Written task: Format the records below as a two-column CSV with the headers "request" and "answer," one row per record, putting its text and its answer each in a single quoted field with line breaks replaced by spaces. Omit the pictures.

Boundary labeling items
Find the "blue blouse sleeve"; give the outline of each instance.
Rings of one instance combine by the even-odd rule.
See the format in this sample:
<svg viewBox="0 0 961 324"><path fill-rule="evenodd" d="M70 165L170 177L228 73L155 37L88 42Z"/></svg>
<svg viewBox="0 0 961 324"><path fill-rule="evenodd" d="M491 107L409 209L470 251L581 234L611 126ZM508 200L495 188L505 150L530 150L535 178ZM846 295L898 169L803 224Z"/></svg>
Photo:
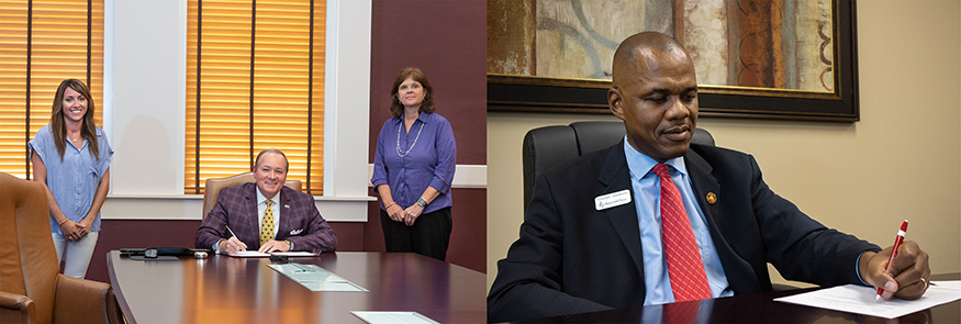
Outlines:
<svg viewBox="0 0 961 324"><path fill-rule="evenodd" d="M373 183L373 192L378 192L377 186L389 185L387 179L387 164L383 158L383 136L384 130L388 129L390 121L391 120L389 119L383 123L383 126L380 127L380 134L377 135L377 150L373 153L373 176L370 178L370 182Z"/></svg>
<svg viewBox="0 0 961 324"><path fill-rule="evenodd" d="M113 148L110 147L110 142L107 141L107 133L100 127L97 127L97 143L100 146L100 157L97 159L97 176L103 177L107 168L110 167L113 160Z"/></svg>
<svg viewBox="0 0 961 324"><path fill-rule="evenodd" d="M434 169L434 178L427 186L440 192L448 192L450 183L454 182L454 171L457 168L457 143L454 139L454 129L450 127L450 122L439 115L438 120L440 125L437 127L437 139L434 143L437 150L437 168Z"/></svg>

Correct result:
request,answer
"Find the ""blue blouse sleeve""; give the outline of each instance. Rings of one instance combine by the even-odd rule. See the format in this sample: <svg viewBox=""0 0 961 324""><path fill-rule=""evenodd"" d=""M70 165L170 177L228 73L155 37L88 42Z""/></svg> <svg viewBox=""0 0 961 324""><path fill-rule=""evenodd"" d=""M491 107L409 209L470 251L581 234L611 126ZM508 200L495 188L505 150L530 150L535 178ZM846 295L898 169L803 224Z""/></svg> Photo: Outlines:","<svg viewBox=""0 0 961 324""><path fill-rule=""evenodd"" d=""M373 183L373 192L378 192L377 186L389 185L387 179L387 164L383 158L383 136L384 130L388 129L390 121L391 120L389 119L383 123L383 126L380 127L380 134L377 135L377 150L373 153L373 176L370 178L370 182Z""/></svg> <svg viewBox=""0 0 961 324""><path fill-rule=""evenodd"" d=""M113 148L110 147L110 142L107 141L107 133L100 127L97 127L97 143L100 146L100 157L97 159L97 176L103 177L107 168L110 167L113 160Z""/></svg> <svg viewBox=""0 0 961 324""><path fill-rule=""evenodd"" d=""M434 169L434 178L427 186L440 192L448 192L450 183L454 182L454 171L457 168L457 143L454 139L454 129L450 127L450 122L439 115L438 120L440 125L437 127L437 139L434 143L437 150L437 168Z""/></svg>"